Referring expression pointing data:
#####

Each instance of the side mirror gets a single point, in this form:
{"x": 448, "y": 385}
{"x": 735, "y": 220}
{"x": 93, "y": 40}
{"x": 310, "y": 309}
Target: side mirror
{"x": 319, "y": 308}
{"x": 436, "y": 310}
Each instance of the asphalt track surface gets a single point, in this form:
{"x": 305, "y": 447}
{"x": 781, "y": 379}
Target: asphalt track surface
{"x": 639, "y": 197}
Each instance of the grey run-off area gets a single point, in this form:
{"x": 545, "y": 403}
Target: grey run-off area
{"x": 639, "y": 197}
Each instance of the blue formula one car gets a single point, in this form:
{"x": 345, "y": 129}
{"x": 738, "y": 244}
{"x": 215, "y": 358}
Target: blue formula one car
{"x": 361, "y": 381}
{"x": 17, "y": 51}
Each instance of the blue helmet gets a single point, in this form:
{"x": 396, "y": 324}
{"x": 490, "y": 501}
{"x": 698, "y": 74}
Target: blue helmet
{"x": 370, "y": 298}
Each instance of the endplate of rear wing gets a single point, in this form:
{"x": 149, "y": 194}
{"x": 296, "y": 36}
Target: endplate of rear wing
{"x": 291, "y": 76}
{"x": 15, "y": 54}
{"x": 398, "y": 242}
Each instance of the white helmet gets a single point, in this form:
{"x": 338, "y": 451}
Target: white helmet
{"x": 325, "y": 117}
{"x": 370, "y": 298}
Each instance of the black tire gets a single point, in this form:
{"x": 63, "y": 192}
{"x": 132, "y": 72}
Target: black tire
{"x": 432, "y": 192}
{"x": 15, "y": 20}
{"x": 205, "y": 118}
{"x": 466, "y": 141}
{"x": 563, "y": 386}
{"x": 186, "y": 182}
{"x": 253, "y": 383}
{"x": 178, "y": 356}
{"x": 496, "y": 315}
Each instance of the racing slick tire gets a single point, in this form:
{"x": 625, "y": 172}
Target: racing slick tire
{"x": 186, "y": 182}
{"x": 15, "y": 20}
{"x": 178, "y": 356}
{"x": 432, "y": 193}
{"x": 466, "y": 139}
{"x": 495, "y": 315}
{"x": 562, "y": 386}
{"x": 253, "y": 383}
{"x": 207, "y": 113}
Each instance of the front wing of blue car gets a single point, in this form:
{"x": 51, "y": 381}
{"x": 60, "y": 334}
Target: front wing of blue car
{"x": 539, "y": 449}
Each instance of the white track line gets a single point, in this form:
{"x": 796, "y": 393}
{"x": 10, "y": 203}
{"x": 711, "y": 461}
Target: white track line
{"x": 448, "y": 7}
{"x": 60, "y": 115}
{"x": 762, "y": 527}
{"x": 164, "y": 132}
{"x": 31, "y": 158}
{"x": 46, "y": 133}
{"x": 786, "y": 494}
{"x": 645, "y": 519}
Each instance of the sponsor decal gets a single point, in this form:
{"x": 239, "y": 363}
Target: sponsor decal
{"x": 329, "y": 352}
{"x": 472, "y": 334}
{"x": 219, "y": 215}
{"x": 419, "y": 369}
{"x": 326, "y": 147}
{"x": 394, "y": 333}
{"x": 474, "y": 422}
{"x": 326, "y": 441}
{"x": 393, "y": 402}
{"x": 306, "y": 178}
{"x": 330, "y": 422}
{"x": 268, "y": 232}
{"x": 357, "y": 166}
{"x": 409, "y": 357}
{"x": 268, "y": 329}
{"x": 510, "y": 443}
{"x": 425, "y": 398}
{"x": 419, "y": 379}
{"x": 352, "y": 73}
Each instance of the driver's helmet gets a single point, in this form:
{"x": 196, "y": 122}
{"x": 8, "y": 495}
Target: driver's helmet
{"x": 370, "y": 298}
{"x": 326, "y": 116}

#####

Please reproduce each record precisely as written.

» **SOLUTION TO THE PROBLEM**
Each instance of the side mirror gets a single point, in this form:
{"x": 448, "y": 385}
{"x": 735, "y": 220}
{"x": 93, "y": 40}
{"x": 310, "y": 309}
Target: side mirror
{"x": 319, "y": 308}
{"x": 436, "y": 310}
Each instance of the asphalt track surface gets a single point, in this form:
{"x": 305, "y": 447}
{"x": 781, "y": 379}
Target: asphalt track surface
{"x": 639, "y": 197}
Each instance of the grey run-off area gets a single point, in this form:
{"x": 545, "y": 403}
Target: grey run-off area
{"x": 639, "y": 197}
Each instance of the blue formula one car gets a single point, in this form:
{"x": 345, "y": 129}
{"x": 738, "y": 244}
{"x": 215, "y": 358}
Target: blue formula one car
{"x": 361, "y": 381}
{"x": 17, "y": 51}
Each instance of the blue helmet gets a single point, in this form:
{"x": 396, "y": 324}
{"x": 490, "y": 501}
{"x": 698, "y": 74}
Target: blue helmet
{"x": 370, "y": 298}
Each instance of the endplate of rear wing gets a single point, in this form:
{"x": 149, "y": 194}
{"x": 296, "y": 36}
Target: endplate of rear wing
{"x": 291, "y": 76}
{"x": 15, "y": 54}
{"x": 398, "y": 242}
Each instance of the white helmet gets a single point, in this form:
{"x": 338, "y": 451}
Target: white helmet
{"x": 325, "y": 117}
{"x": 370, "y": 298}
Each instance of the black tire gets a single point, in this form:
{"x": 63, "y": 192}
{"x": 132, "y": 72}
Target: black tire
{"x": 432, "y": 192}
{"x": 15, "y": 20}
{"x": 205, "y": 118}
{"x": 466, "y": 141}
{"x": 563, "y": 386}
{"x": 186, "y": 182}
{"x": 253, "y": 383}
{"x": 178, "y": 356}
{"x": 496, "y": 315}
Each instance of the racing slick tire gets a single point, in this form:
{"x": 625, "y": 172}
Target: racing slick tire
{"x": 186, "y": 182}
{"x": 15, "y": 20}
{"x": 178, "y": 356}
{"x": 432, "y": 193}
{"x": 466, "y": 139}
{"x": 495, "y": 315}
{"x": 562, "y": 386}
{"x": 253, "y": 383}
{"x": 207, "y": 113}
Each instance of the front wing of blue car gets a single point, in this form:
{"x": 51, "y": 381}
{"x": 60, "y": 334}
Target: front wing of blue car
{"x": 539, "y": 449}
Each instance of the white track line gets a single point, in this form:
{"x": 796, "y": 393}
{"x": 10, "y": 203}
{"x": 711, "y": 461}
Target: white track line
{"x": 448, "y": 7}
{"x": 60, "y": 115}
{"x": 762, "y": 527}
{"x": 164, "y": 132}
{"x": 31, "y": 158}
{"x": 46, "y": 133}
{"x": 786, "y": 494}
{"x": 645, "y": 519}
Each instance of the sponsor decal gets a single point, in this form:
{"x": 239, "y": 363}
Target: sponsor decal
{"x": 329, "y": 352}
{"x": 472, "y": 334}
{"x": 219, "y": 215}
{"x": 419, "y": 369}
{"x": 326, "y": 147}
{"x": 394, "y": 333}
{"x": 474, "y": 422}
{"x": 326, "y": 441}
{"x": 393, "y": 402}
{"x": 306, "y": 178}
{"x": 330, "y": 422}
{"x": 268, "y": 232}
{"x": 357, "y": 166}
{"x": 409, "y": 357}
{"x": 268, "y": 329}
{"x": 510, "y": 443}
{"x": 425, "y": 398}
{"x": 419, "y": 379}
{"x": 352, "y": 73}
Each instance of the driver's helmet gets a single point, in this form:
{"x": 196, "y": 122}
{"x": 8, "y": 495}
Target: driver's helmet
{"x": 370, "y": 298}
{"x": 326, "y": 116}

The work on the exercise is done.